Each entry needs to be restated exactly as written.

[DATA FOR THIS EXERCISE]
-*-*-

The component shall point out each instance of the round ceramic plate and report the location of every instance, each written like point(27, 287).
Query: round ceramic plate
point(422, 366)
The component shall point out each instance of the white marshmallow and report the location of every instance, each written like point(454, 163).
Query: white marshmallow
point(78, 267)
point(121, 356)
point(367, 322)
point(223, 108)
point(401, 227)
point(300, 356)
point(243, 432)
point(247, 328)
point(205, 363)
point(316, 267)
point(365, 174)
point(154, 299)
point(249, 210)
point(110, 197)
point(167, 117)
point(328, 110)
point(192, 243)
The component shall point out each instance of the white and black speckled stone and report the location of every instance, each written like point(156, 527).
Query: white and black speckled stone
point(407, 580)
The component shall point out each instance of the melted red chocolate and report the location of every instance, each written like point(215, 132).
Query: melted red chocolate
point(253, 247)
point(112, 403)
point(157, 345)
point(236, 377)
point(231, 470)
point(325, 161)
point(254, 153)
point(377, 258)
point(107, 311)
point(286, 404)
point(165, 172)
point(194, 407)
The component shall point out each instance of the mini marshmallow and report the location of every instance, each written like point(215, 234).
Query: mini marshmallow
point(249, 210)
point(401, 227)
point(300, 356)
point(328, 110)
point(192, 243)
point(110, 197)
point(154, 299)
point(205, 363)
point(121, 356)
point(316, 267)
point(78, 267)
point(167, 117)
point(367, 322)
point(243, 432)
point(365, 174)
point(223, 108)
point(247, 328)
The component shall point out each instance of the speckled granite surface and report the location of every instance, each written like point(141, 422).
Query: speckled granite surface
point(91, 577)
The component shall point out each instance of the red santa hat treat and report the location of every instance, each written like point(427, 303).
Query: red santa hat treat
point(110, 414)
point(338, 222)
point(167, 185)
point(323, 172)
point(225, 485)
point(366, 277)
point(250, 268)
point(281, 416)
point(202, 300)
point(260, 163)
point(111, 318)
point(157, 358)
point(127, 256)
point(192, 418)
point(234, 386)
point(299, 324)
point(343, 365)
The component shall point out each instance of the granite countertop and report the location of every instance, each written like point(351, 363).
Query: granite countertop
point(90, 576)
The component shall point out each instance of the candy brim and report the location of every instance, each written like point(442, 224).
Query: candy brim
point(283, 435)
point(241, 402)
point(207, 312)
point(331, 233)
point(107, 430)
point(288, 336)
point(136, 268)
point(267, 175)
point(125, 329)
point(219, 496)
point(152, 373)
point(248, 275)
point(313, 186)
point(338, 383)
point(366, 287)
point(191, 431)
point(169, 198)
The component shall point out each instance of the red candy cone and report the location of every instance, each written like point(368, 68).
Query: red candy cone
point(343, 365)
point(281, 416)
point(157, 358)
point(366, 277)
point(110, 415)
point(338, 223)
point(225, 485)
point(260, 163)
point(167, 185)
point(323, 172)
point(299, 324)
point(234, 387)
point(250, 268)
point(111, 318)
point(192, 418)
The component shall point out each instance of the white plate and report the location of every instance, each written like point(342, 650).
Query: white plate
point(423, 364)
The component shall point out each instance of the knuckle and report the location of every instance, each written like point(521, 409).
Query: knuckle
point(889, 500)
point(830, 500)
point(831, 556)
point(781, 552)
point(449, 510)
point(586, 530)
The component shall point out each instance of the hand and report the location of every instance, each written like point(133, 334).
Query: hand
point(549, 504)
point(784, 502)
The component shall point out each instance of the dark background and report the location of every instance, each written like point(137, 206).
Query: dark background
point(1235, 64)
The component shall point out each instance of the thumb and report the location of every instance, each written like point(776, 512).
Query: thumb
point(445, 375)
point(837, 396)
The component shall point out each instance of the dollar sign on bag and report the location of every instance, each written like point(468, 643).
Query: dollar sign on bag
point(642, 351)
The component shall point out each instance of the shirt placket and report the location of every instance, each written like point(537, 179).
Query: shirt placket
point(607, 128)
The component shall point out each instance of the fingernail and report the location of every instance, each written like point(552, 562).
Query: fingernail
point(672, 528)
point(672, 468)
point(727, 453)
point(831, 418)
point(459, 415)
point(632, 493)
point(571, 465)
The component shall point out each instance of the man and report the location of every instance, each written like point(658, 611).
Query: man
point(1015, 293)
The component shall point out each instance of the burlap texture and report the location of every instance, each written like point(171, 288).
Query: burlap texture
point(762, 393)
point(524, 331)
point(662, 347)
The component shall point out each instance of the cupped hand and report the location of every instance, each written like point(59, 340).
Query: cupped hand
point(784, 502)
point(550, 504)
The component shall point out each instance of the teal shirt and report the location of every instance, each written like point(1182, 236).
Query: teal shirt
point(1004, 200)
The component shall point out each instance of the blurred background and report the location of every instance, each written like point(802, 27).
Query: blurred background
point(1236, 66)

-*-*-

[CORRECT OUTPUT]
The component shall point out each instance of the round ceramic plate and report the location of every instance, each written like point(27, 287).
Query: round ceramic plate
point(422, 366)
The component shall point out each instance of the white marshmallow and report the location of every instance, each written like point(454, 163).
Query: white marshmallow
point(78, 267)
point(121, 356)
point(367, 322)
point(223, 108)
point(401, 227)
point(300, 356)
point(243, 432)
point(247, 328)
point(205, 363)
point(316, 267)
point(365, 174)
point(154, 299)
point(249, 210)
point(110, 197)
point(167, 117)
point(328, 110)
point(192, 243)
The component shall point out each instance of the white and black speckled stone and report the location of every instance, each written like point(156, 527).
Query: white and black speckled stone
point(407, 580)
The component shall point out each instance of the melted red chocolate and report the location of every instance, each written like point(215, 132).
Query: melted red chocolate
point(253, 247)
point(112, 403)
point(157, 345)
point(236, 377)
point(231, 470)
point(325, 161)
point(254, 153)
point(377, 258)
point(107, 311)
point(286, 404)
point(165, 172)
point(194, 407)
The component shall point out each instance of the mini marshmallow and report the location of every instance, each written like point(215, 234).
Query: mini marshmallow
point(249, 210)
point(401, 227)
point(300, 356)
point(328, 110)
point(192, 243)
point(110, 197)
point(154, 299)
point(205, 363)
point(121, 356)
point(316, 267)
point(78, 267)
point(167, 117)
point(367, 322)
point(243, 432)
point(365, 174)
point(223, 108)
point(247, 328)
The component shall point out each instance of the speckled granite surface and report the location of every instance, each written like point(141, 422).
Query: speckled granite surface
point(91, 577)
The component shall point out each instance of the red santa hat treat and report the location of every instance, each written like point(427, 303).
Query: red santa hat treat
point(110, 414)
point(338, 222)
point(167, 185)
point(323, 172)
point(225, 485)
point(366, 277)
point(250, 268)
point(281, 416)
point(202, 300)
point(260, 163)
point(111, 318)
point(157, 358)
point(127, 256)
point(192, 418)
point(234, 386)
point(299, 324)
point(343, 365)
The component shall point out each instance of the granite countertop and report the location of every instance, each written like point(351, 363).
Query: granite countertop
point(90, 576)
The component shall point out each instance of the candy brim and report the location of every instance, each written like point(442, 224).
Query: candy brim
point(283, 435)
point(241, 402)
point(207, 312)
point(331, 233)
point(107, 430)
point(288, 336)
point(136, 268)
point(267, 175)
point(125, 329)
point(219, 496)
point(152, 373)
point(248, 275)
point(313, 186)
point(338, 383)
point(366, 287)
point(191, 431)
point(169, 198)
The component shall point out each instance of the red candy cone and report the location of every instance, each written like point(368, 68).
Query: red candy cone
point(343, 365)
point(281, 416)
point(157, 358)
point(366, 277)
point(110, 415)
point(338, 223)
point(225, 485)
point(260, 163)
point(167, 185)
point(323, 172)
point(299, 324)
point(234, 387)
point(250, 268)
point(111, 318)
point(192, 418)
The component shall point out each instance of the white plate and report the location of every instance, each written like point(342, 650).
Query: white plate
point(423, 364)
The component shall point out each instance of the knuckle and report the location of every instance, each written like point(521, 409).
Query: knuckle
point(889, 500)
point(830, 500)
point(831, 556)
point(781, 552)
point(449, 510)
point(586, 530)
The component shall point out each instance of the hand and report the location of every instance, each written like point(133, 334).
Query: hand
point(549, 504)
point(784, 502)
The component shall point out each instance of the dark background and report the location of every instance, each written like point(137, 206).
Query: dark background
point(1235, 64)
The component shall point out each instance of the thumb and report the location of every instance, each written like point(776, 512).
Query: thumb
point(445, 375)
point(837, 396)
The component shall point out each instance of the dollar sign on bag and report the location of every instance, each written like point(468, 643).
Query: dollar sign on bag
point(642, 351)
The component shall point out each instance of the shirt placket and report the location of every instance, each written like point(537, 179).
Query: shirt placket
point(607, 128)
The component shall point out each instance of the fingernail and report the location of every instance, each written like point(552, 562).
Query: fingernail
point(672, 528)
point(672, 468)
point(727, 453)
point(831, 418)
point(459, 415)
point(632, 493)
point(571, 465)
The component shall point out each instance of the man and report the location of every instance, each written like point(658, 611).
Query: man
point(1015, 293)
The component shall point out each instance of the burlap texture and report the location of every instance, each written like point(171, 288).
Query: burlap texture
point(762, 393)
point(524, 331)
point(662, 347)
The component shall point out each instance of the cupped hand and report the location of every instance, each written like point(59, 340).
Query: cupped hand
point(784, 502)
point(550, 504)
The component shall point out each instance of the teal shirt and report the location of every instance, each written like point(1182, 236).
Query: teal shirt
point(1004, 200)
The component shall point out each instance of the blurred background and report the location of every instance, each written like point(802, 27).
Query: blurred background
point(1236, 66)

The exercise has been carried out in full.